(Entries for labeling object positions)
++++++++++++++++++++

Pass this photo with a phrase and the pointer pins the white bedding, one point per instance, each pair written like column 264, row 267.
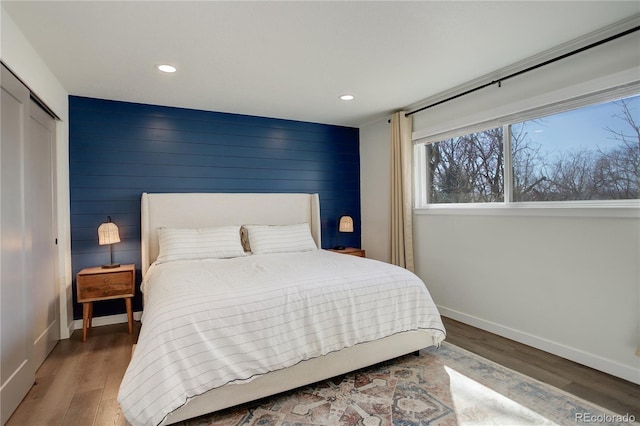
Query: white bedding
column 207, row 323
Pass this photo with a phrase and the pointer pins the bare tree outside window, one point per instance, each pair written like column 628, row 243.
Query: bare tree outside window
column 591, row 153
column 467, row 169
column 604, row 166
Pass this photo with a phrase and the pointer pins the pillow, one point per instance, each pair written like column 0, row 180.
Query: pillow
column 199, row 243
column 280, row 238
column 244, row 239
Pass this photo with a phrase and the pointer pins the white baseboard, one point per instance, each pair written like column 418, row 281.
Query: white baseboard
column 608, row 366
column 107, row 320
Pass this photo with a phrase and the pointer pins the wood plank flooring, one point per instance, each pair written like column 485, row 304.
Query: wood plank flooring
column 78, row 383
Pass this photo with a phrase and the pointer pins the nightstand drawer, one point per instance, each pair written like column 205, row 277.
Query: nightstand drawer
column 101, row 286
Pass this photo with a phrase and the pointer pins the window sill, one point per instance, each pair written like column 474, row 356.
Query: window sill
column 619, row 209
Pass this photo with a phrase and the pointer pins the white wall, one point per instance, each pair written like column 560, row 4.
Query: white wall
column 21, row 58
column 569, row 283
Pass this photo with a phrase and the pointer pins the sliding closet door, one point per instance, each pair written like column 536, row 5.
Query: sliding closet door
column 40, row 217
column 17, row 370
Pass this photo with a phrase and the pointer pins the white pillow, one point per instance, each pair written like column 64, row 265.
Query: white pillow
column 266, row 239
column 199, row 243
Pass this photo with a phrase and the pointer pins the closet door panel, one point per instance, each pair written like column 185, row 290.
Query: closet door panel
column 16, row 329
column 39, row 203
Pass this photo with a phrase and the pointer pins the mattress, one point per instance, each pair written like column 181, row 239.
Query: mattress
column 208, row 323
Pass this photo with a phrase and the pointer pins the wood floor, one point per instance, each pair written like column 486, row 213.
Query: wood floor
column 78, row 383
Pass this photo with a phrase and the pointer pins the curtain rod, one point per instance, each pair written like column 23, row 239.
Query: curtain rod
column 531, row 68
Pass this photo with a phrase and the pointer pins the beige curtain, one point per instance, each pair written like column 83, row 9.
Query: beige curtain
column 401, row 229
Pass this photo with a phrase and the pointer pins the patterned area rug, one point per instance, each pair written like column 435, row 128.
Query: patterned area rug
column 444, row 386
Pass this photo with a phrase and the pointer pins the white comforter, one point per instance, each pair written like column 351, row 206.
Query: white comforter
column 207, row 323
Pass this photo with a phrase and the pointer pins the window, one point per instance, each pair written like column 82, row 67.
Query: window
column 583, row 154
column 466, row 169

++++++++++++++++++++

» What to produce
Copy out all of the items above word for word, leaving the pictures out.

» Output of the exercise
Pass this photo with a phrase and the pointer pins the white bedding, one point per instance, each pair written like column 264, row 267.
Query: white bedding
column 207, row 323
Pass this photo with a phrase and the pointer pins the bare tree outside window, one point per instance, each pair written like column 628, row 243.
Query: bare tree outside window
column 591, row 153
column 467, row 169
column 604, row 166
Pass this photo with a phrase and the pointer pins the pillow, one point per instance, each pair written like column 0, row 180.
Query: pillow
column 199, row 243
column 280, row 238
column 244, row 239
Pass this photo with a phrase and the pointer pins the white baseboard, one point per instance, each pair written like column 418, row 281.
Query: white baseboard
column 608, row 366
column 107, row 320
Pass this photo with a phrase and the pointer pins the wood plank flooring, one point per instance, each pair written like column 485, row 304.
Query: wood plank flooring
column 78, row 383
Pass this photo with a phrase and the pointer pins the nightstand drawer, one point per instance, each pair written like column 205, row 277.
Query: nightstand drawer
column 101, row 286
Pass this photo with a phrase and the pointer pins the window sill, one point per instance, each pair written like column 474, row 356.
Query: window sill
column 619, row 209
Pass this photo with a phrase and the pointer pins the white wall, one point per instance, each pair written like column 560, row 4.
Query: white wall
column 21, row 58
column 569, row 283
Pass this photo with a phrase and the pointer pins the sliding closet door, one point per instance, each pair written like column 536, row 5.
Query: sliding closet door
column 40, row 217
column 17, row 370
Pass this photo with a phrase and the pointer pins the white pillow, one point per instance, each pair written like column 64, row 265.
Query: white pillow
column 266, row 239
column 199, row 243
Pass this photo with a phrase and the pointer pins the closet door panel, one point per instance, each pair written like column 185, row 290.
Query: closet door panel
column 16, row 329
column 39, row 203
Pass this photo with a phrase and the pointer pins the mattress, one point per instance, each pair written like column 181, row 239.
Query: mattress
column 208, row 323
Pass this photo with a phrase and the pointer pins the wood floor, one point per instance, each pair written like column 486, row 213.
Query: wood floor
column 78, row 383
Pass this photo with a phrase and the pointer pins the curtain rod, one point per instance, each pair written like column 23, row 239.
Query: curtain rod
column 531, row 68
Pass this photo with a phrase and the pointer pins the beige curtain, one point per instance, each pair written like column 83, row 9.
Query: beige curtain
column 401, row 229
Pass this photo with a phrase and the pointer pins the patterned area rug, one point per instance, each pair written like column 435, row 128.
Query: patterned area rug
column 444, row 386
Pass this photo with a phrase and the pointer pins the white comforter, one point per instance, each pair written like column 351, row 206.
Query: white comforter
column 207, row 323
Pass this photo with a phrase and the pointer pins the window, one point per instance, each pair written like column 82, row 67.
Query: window
column 583, row 154
column 466, row 169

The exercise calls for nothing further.